• [About this exercise] Repeat, word for word, every line from the line holding "Look at the image and find the wrinkled" through the final line of the entries below. Skip all pictures.

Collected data

━━━━━━━━━━━━━━━━━━━━━━━━━━━━━━

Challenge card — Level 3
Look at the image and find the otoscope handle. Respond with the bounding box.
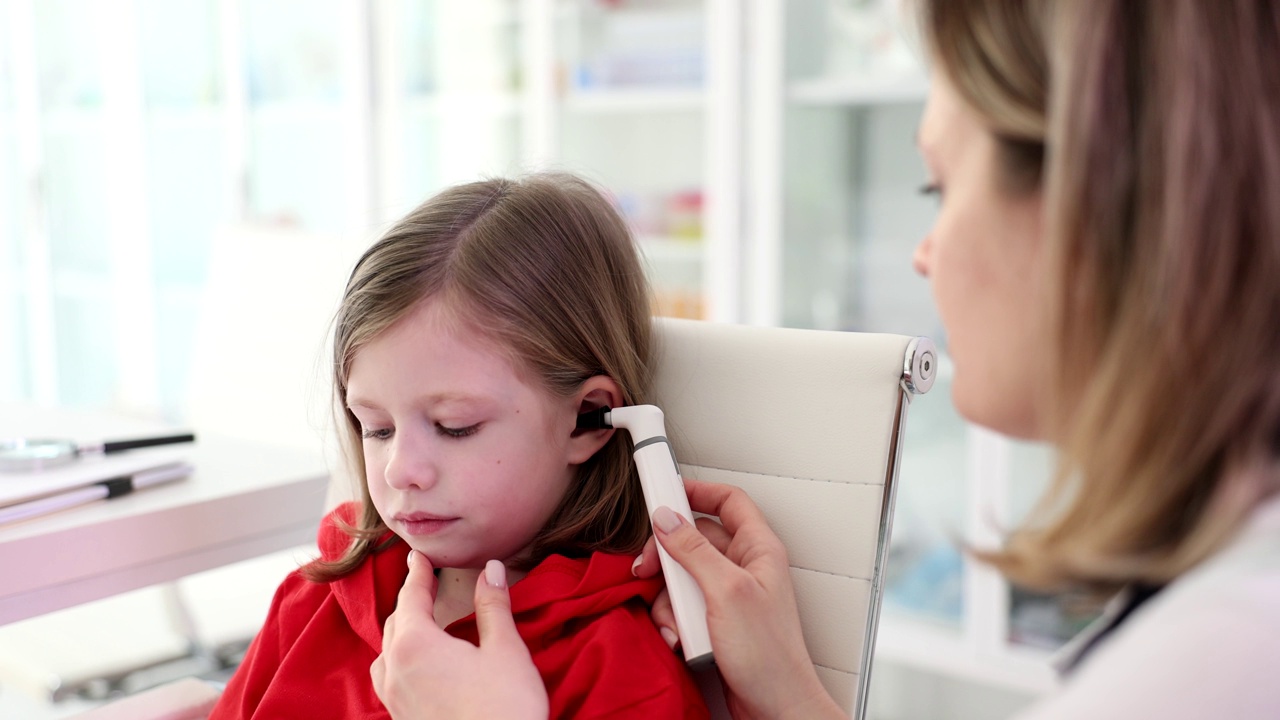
[609,405,714,668]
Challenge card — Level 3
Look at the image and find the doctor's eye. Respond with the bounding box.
[436,423,480,439]
[918,182,943,202]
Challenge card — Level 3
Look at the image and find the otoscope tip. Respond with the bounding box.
[576,406,612,430]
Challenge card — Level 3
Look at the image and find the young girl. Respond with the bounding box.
[209,173,709,719]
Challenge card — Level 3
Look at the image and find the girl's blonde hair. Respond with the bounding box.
[305,173,654,581]
[919,0,1280,593]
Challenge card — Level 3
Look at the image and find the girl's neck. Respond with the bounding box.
[433,564,529,630]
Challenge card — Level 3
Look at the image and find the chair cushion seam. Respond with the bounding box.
[682,463,883,487]
[788,565,874,582]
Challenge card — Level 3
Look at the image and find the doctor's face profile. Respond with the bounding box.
[344,297,579,569]
[913,73,1049,441]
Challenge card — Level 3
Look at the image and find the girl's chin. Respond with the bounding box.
[403,538,535,571]
[407,546,486,570]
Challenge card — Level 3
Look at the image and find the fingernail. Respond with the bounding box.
[485,559,507,589]
[631,555,643,577]
[653,506,682,534]
[659,626,679,650]
[406,550,417,568]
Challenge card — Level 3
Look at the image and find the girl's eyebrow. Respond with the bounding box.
[346,392,494,410]
[422,391,493,407]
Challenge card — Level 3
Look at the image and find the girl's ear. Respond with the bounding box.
[566,375,623,465]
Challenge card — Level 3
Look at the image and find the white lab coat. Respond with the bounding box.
[1017,494,1280,719]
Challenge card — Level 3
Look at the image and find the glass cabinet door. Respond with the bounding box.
[138,0,234,415]
[773,0,1067,698]
[0,1,32,402]
[553,0,711,320]
[776,0,965,630]
[241,0,365,233]
[373,0,524,226]
[33,0,121,407]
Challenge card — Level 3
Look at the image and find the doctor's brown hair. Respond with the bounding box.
[305,173,654,581]
[920,0,1280,593]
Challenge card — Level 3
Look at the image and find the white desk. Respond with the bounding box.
[0,406,330,625]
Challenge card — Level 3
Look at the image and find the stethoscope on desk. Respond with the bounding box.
[0,433,195,473]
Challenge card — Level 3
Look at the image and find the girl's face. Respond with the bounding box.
[346,298,601,568]
[913,74,1048,439]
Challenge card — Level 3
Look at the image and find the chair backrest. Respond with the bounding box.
[650,318,935,720]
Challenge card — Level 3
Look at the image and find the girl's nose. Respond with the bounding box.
[912,233,933,277]
[383,434,437,491]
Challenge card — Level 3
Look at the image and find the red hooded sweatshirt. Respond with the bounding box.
[210,503,709,719]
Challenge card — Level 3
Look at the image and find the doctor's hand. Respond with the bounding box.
[634,478,847,720]
[371,552,549,720]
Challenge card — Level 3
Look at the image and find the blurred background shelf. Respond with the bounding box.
[789,71,930,106]
[562,87,703,113]
[404,93,522,117]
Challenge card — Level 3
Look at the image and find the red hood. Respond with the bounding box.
[319,502,663,653]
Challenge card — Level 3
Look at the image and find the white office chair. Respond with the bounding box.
[74,317,935,720]
[652,317,935,720]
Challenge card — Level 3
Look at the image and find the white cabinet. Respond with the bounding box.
[538,0,743,322]
[551,0,711,320]
[369,0,740,321]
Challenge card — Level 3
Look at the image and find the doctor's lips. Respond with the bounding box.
[394,512,460,536]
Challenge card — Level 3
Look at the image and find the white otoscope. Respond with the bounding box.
[578,404,714,668]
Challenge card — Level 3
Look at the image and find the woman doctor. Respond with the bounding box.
[370,0,1280,717]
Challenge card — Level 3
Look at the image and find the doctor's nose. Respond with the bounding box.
[912,232,933,277]
[383,437,438,491]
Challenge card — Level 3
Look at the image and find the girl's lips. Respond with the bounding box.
[394,514,459,536]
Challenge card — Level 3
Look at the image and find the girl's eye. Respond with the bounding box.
[436,423,480,439]
[361,427,393,441]
[919,182,943,202]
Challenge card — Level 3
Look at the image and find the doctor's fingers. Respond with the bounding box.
[471,560,523,650]
[694,516,733,552]
[470,561,550,717]
[683,479,788,567]
[402,551,439,606]
[684,479,772,538]
[382,551,439,642]
[634,516,733,580]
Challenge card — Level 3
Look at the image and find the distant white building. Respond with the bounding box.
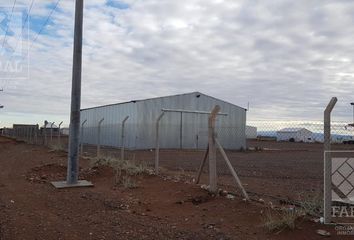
[313,134,354,143]
[276,128,313,143]
[40,122,58,129]
[40,122,60,134]
[61,128,70,136]
[246,126,257,139]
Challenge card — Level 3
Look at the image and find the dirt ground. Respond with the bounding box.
[82,139,354,201]
[0,136,352,239]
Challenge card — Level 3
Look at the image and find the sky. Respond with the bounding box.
[0,0,354,127]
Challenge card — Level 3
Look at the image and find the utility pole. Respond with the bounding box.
[52,0,92,188]
[0,89,3,109]
[351,102,354,124]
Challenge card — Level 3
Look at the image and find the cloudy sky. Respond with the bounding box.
[0,0,354,127]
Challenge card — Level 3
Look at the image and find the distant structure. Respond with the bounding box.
[40,122,59,134]
[61,128,70,136]
[312,133,354,144]
[13,124,39,133]
[246,125,257,139]
[6,124,39,138]
[276,128,313,143]
[80,92,247,150]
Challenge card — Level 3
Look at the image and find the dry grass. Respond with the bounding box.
[91,156,151,188]
[298,191,323,217]
[262,209,301,232]
[49,143,66,152]
[121,175,137,189]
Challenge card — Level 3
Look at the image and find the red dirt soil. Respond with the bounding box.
[0,136,351,239]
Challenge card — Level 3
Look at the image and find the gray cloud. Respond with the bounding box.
[0,0,354,127]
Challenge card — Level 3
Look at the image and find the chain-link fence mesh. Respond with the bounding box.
[0,125,70,147]
[1,118,354,205]
[77,120,354,202]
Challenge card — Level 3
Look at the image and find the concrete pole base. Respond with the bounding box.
[51,180,93,189]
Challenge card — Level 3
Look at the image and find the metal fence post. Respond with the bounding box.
[80,119,87,156]
[58,121,63,146]
[44,120,48,145]
[50,122,55,145]
[97,118,104,158]
[28,127,31,143]
[155,112,165,174]
[208,105,220,193]
[28,127,30,143]
[215,138,249,200]
[121,116,129,160]
[324,97,337,224]
[25,127,29,143]
[35,124,39,145]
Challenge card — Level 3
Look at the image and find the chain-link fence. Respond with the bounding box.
[68,118,354,201]
[1,117,354,206]
[0,122,69,148]
[244,120,354,202]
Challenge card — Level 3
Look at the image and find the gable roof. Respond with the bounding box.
[41,122,58,128]
[277,128,312,133]
[81,91,246,111]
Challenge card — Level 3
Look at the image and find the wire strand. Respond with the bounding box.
[0,0,18,51]
[29,0,61,49]
[1,0,61,90]
[22,0,35,29]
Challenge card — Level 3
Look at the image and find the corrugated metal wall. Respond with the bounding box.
[80,92,246,150]
[80,102,138,149]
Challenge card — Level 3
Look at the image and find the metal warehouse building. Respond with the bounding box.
[276,128,313,143]
[80,92,246,150]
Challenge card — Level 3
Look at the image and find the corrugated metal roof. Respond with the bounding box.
[80,92,246,111]
[277,128,310,133]
[41,122,58,128]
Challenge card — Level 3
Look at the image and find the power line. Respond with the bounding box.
[0,89,3,109]
[29,0,61,49]
[7,0,35,55]
[0,0,17,51]
[1,0,62,90]
[23,0,35,29]
[0,0,35,61]
[0,0,35,90]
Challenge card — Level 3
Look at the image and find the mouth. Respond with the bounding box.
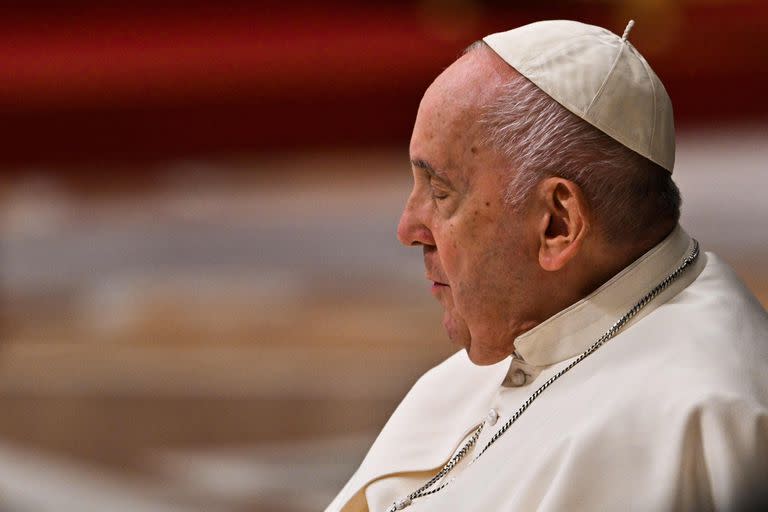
[429,279,450,295]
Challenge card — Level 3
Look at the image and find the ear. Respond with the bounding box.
[535,177,590,271]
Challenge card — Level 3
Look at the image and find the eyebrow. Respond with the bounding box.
[410,158,452,184]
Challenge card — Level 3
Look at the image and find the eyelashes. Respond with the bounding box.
[429,179,450,201]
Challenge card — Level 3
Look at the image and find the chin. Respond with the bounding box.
[443,313,470,346]
[443,311,507,365]
[464,337,514,366]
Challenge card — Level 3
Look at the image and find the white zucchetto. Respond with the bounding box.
[484,20,675,172]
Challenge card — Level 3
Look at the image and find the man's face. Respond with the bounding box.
[397,50,540,365]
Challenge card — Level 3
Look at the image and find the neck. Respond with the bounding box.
[536,228,674,332]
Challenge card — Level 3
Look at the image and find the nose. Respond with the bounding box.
[397,192,435,247]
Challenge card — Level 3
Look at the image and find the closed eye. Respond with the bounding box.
[429,180,450,200]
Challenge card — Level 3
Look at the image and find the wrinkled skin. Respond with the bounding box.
[397,47,634,365]
[397,49,543,365]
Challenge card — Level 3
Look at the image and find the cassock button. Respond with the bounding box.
[510,369,526,387]
[486,408,499,426]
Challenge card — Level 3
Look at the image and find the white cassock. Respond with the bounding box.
[326,225,768,512]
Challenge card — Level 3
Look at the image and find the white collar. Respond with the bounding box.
[510,225,702,374]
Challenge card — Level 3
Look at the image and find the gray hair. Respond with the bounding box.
[466,42,681,245]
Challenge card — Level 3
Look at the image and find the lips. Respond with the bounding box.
[425,268,448,287]
[426,274,449,286]
[429,278,449,297]
[424,251,448,290]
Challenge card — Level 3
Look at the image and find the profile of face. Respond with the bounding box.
[397,47,634,365]
[397,49,544,365]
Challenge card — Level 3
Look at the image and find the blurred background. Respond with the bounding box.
[0,1,766,511]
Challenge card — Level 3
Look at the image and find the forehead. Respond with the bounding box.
[409,48,509,175]
[422,46,507,111]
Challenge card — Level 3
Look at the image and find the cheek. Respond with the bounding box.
[450,221,523,310]
[435,196,520,289]
[434,221,468,278]
[441,208,495,270]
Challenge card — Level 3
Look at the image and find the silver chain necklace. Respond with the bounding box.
[388,240,700,512]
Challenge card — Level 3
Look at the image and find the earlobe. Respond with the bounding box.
[536,179,588,271]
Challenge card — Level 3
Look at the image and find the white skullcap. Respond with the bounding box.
[483,20,675,172]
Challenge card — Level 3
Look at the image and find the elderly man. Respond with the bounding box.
[326,20,768,512]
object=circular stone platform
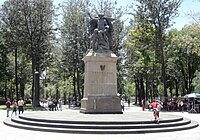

━━━━━━━━━━━━━━━━━━━━━━━━━━━━━━

• [Answer to the exercise]
Look at the image and find the wrinkled skin. Respond with the bounding box.
[397,47,634,365]
[397,49,543,365]
Challenge card — Level 3
Look at the image and find the cassock button. Respond with the bounding box.
[510,369,526,387]
[486,408,499,426]
Challenge card — Level 3
Look at the image and find the white cassock. Respond with the bounding box.
[326,225,768,512]
Challenge card — Level 3
Look at the image and find the white collar. Respond with the bounding box.
[510,225,702,374]
Challenge card — Level 3
Look at the image and find the gray hair. Respond with the bounding box.
[466,42,681,245]
Challenge card — Level 3
Look at the image and find the lips. Respond with the bounding box.
[425,268,448,287]
[426,274,449,286]
[429,278,449,297]
[424,251,448,290]
Challenge card — Level 3
Look at the image and find the profile of face. Respond with the bounding box.
[397,47,634,365]
[397,49,544,365]
Challenge card — Level 3
Look at the image and find the blurred background. Respond with the bounding box.
[0,1,766,511]
Challenge card — Level 3
Look at the image and find the forehead. Respond with the bounding box.
[409,48,509,175]
[422,46,507,111]
Challenge card — Level 3
Look at the image and find the cheek. Respond with the bounding box.
[450,221,523,310]
[435,196,520,289]
[434,221,468,278]
[441,208,495,270]
Challenge card — Level 3
Look at the image and find the silver chain necklace. Respond with the bounding box.
[388,240,700,512]
Challenge card — Level 3
Look at the image and find the earlobe. Respond with the bounding box.
[536,179,588,271]
Challenge card — Level 3
Look at the image and find the white skullcap. Respond with the bounding box.
[483,20,675,172]
Challenge card — Level 3
Look at the image and find the elderly man. Respond with the bounding box.
[326,20,768,512]
object=circular stone platform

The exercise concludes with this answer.